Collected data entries
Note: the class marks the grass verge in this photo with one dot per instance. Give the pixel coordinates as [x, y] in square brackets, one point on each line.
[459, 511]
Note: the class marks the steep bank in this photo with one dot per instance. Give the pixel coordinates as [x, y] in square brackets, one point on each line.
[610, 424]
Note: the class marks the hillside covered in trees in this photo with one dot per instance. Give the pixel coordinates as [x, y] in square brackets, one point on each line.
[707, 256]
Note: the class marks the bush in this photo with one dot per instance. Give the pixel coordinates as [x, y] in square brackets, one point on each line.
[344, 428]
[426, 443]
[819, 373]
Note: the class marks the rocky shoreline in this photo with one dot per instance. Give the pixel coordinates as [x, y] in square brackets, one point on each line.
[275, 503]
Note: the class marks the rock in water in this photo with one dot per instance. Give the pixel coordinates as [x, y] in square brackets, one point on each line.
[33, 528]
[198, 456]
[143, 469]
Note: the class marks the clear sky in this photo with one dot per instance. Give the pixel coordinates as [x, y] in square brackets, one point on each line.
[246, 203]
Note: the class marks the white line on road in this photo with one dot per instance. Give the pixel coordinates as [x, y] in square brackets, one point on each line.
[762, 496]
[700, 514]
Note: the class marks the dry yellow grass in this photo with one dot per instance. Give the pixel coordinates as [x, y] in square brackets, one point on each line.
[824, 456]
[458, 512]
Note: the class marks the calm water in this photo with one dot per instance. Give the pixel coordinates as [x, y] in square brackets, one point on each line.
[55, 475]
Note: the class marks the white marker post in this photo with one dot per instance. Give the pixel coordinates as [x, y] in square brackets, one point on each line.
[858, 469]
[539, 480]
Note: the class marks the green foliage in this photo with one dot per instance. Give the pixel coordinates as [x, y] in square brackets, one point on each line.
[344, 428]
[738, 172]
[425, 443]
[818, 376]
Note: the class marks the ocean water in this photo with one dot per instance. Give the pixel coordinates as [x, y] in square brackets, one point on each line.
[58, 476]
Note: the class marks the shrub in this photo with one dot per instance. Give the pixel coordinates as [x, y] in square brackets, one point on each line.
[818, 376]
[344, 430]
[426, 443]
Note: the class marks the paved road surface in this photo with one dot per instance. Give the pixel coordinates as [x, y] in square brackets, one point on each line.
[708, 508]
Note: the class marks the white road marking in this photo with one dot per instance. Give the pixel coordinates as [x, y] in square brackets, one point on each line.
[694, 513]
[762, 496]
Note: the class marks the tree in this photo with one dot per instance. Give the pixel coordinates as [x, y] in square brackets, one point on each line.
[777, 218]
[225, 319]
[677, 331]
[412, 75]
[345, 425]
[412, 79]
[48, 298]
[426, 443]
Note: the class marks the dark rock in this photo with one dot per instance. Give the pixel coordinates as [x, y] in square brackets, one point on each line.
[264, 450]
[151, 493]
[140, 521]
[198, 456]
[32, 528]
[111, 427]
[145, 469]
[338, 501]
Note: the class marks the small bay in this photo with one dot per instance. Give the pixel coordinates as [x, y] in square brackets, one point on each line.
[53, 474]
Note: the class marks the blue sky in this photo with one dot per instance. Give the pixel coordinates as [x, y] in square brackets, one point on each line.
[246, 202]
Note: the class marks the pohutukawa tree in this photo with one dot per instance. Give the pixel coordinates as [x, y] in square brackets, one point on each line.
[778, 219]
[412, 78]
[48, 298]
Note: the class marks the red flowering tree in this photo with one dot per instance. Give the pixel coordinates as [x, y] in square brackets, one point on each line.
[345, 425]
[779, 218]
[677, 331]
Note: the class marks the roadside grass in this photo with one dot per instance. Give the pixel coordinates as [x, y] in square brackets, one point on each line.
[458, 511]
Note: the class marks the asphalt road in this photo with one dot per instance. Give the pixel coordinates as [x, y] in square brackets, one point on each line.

--

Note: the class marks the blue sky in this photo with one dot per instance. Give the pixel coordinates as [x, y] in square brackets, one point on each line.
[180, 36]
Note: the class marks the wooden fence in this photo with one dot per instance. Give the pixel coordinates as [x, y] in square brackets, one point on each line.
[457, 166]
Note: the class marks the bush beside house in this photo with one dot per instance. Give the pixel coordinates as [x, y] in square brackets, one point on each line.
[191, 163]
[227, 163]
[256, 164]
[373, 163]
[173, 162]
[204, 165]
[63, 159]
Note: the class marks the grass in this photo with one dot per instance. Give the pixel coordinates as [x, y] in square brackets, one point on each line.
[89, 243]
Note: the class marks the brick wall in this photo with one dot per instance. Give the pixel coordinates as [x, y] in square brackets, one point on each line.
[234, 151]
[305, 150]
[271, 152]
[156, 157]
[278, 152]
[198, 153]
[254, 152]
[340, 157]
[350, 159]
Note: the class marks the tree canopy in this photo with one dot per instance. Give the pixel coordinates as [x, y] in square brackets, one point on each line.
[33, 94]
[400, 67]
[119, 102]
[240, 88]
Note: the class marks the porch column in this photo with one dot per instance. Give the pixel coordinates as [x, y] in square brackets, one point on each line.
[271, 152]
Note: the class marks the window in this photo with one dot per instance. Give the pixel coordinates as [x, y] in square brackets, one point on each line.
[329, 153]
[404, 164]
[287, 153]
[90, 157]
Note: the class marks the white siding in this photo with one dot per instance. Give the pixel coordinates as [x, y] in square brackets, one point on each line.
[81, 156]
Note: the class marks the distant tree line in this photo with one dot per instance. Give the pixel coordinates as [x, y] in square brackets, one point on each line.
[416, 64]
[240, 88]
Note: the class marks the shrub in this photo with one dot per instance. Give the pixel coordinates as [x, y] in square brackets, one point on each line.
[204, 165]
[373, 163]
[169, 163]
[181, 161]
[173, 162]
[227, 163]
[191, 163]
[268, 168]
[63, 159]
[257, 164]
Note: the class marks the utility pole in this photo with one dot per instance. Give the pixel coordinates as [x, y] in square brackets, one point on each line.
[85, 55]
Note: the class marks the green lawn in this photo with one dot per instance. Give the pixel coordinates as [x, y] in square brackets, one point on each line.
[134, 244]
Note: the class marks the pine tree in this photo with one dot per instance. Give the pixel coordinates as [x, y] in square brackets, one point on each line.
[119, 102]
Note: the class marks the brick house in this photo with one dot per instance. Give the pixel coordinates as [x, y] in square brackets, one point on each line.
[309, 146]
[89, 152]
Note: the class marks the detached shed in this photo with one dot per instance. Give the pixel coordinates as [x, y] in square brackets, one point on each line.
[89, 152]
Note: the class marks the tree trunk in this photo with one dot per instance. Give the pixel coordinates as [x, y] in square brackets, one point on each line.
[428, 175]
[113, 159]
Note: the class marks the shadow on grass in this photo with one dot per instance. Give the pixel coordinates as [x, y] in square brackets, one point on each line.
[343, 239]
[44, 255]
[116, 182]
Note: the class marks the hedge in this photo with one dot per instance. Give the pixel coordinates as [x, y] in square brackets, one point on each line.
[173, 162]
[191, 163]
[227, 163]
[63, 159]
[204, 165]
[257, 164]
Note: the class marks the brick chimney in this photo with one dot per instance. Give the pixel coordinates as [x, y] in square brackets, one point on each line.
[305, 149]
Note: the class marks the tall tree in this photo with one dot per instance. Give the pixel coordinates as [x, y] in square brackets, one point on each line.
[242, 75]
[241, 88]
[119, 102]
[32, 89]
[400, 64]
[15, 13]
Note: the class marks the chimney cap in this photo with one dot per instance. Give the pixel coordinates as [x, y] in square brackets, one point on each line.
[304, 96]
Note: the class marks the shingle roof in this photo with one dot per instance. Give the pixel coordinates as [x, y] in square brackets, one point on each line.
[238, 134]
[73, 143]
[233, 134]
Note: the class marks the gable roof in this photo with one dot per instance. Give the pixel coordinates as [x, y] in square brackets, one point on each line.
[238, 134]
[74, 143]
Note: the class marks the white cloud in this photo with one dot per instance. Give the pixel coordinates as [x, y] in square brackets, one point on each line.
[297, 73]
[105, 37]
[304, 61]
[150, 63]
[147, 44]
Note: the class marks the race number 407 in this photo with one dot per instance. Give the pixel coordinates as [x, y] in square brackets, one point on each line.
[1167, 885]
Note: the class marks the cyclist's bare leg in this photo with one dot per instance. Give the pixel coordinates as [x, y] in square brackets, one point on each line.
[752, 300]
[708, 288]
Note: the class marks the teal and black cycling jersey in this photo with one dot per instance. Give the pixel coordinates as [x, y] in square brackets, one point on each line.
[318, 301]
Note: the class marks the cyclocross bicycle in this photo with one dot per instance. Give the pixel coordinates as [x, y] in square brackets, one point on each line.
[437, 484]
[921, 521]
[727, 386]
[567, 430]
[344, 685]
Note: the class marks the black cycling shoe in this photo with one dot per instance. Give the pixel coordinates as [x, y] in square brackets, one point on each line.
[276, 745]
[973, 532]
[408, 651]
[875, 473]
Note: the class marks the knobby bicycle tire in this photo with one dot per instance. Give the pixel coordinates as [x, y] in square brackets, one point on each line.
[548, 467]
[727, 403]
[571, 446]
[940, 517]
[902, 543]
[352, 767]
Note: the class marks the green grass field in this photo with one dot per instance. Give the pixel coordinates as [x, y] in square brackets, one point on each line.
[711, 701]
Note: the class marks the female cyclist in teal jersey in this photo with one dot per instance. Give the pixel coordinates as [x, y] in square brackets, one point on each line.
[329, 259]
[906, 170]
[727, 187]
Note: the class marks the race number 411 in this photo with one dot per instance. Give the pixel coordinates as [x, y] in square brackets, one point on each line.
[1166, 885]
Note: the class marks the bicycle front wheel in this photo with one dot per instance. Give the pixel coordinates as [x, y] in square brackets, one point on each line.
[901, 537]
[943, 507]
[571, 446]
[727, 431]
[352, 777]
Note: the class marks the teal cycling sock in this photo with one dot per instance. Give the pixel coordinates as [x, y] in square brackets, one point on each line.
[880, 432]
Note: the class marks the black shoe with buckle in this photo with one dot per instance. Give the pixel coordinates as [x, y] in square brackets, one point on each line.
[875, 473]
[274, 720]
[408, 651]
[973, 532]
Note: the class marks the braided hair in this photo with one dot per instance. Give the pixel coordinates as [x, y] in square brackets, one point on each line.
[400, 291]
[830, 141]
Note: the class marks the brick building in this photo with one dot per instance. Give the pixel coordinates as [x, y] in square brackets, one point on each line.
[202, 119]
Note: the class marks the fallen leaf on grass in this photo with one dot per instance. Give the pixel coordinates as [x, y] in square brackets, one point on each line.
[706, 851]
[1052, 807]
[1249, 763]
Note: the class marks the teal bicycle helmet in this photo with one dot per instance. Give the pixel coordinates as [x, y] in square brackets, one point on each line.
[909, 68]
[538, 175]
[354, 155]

==

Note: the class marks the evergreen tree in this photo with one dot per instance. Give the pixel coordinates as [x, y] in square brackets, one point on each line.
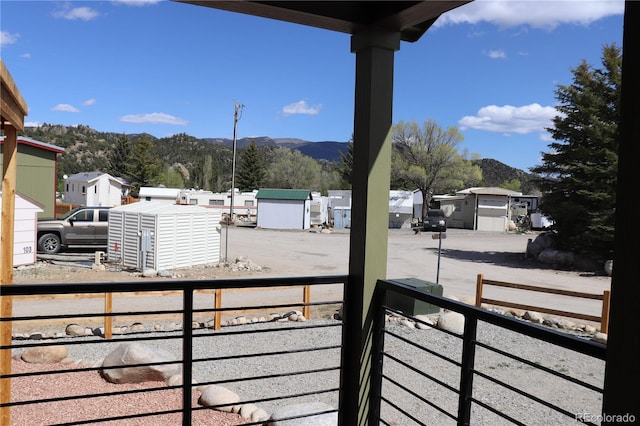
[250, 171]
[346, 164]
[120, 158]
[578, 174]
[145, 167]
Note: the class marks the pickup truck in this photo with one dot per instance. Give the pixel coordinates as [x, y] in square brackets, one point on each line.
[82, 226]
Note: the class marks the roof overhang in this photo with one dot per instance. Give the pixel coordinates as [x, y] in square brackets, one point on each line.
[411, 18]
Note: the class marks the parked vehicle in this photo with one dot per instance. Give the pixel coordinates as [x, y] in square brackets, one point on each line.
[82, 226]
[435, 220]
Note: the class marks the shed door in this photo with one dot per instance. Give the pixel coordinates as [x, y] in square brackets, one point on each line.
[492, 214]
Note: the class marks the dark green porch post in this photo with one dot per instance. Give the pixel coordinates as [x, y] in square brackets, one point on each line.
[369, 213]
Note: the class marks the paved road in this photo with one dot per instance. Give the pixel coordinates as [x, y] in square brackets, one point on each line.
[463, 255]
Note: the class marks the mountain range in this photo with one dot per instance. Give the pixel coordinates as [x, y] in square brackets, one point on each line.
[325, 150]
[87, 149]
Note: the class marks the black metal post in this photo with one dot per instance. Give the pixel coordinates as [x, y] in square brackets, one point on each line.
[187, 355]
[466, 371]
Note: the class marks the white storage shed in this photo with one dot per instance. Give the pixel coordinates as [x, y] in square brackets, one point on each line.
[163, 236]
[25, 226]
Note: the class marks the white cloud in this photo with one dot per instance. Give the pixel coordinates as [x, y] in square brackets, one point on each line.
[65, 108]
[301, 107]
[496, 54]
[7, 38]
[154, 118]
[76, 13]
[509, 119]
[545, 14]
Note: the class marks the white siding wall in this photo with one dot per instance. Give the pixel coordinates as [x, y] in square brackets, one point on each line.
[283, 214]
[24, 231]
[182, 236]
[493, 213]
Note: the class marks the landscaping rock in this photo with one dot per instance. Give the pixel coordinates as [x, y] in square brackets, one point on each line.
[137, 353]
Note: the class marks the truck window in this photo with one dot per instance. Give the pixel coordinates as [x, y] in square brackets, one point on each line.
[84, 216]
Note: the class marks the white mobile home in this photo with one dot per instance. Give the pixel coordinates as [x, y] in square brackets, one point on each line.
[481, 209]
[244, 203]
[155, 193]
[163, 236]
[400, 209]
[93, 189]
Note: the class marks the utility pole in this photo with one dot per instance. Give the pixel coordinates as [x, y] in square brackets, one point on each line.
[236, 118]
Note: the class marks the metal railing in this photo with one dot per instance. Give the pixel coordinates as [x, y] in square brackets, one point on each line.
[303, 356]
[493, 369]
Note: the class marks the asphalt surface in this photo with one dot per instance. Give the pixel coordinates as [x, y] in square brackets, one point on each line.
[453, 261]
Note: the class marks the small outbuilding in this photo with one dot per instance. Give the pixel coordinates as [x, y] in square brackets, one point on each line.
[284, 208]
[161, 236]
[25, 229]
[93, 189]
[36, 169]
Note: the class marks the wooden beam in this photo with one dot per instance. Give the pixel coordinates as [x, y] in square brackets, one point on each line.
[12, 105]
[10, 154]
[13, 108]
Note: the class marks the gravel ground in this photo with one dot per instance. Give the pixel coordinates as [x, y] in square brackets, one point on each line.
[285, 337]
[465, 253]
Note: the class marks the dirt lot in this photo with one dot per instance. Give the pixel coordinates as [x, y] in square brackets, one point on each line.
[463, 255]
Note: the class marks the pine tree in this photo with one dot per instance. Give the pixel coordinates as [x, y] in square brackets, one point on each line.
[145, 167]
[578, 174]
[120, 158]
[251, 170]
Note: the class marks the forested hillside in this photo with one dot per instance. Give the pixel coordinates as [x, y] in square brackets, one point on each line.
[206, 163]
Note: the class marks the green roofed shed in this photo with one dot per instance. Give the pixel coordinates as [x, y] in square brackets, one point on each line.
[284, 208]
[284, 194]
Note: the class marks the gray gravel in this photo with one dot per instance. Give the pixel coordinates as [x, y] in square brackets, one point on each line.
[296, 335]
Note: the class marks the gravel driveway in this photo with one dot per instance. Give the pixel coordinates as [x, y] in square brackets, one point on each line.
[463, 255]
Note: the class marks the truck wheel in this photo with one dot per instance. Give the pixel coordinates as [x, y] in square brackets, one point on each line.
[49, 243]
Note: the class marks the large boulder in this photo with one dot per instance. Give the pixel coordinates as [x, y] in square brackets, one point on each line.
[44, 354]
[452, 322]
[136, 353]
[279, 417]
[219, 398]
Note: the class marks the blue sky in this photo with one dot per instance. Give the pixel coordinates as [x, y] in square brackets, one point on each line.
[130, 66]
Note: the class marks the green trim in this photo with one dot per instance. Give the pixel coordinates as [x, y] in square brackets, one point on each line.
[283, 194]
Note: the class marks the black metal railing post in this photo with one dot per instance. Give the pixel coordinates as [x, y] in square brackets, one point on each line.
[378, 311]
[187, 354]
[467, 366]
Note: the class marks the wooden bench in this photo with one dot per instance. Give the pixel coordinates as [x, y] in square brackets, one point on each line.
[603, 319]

Requirements:
Show each line of the records that contains the word "chimney", copying every such line in full.

Answer for the task:
Note: the class marks the brick chimney in this photo with one dot per instance. Give the pixel coordinates as [x, y] in square brackets, one point on each line.
Note: the class marks the chimney cap in this photo with one dot per instance. Give the pixel coordinates as [x, y] in square brackets, one point on each line.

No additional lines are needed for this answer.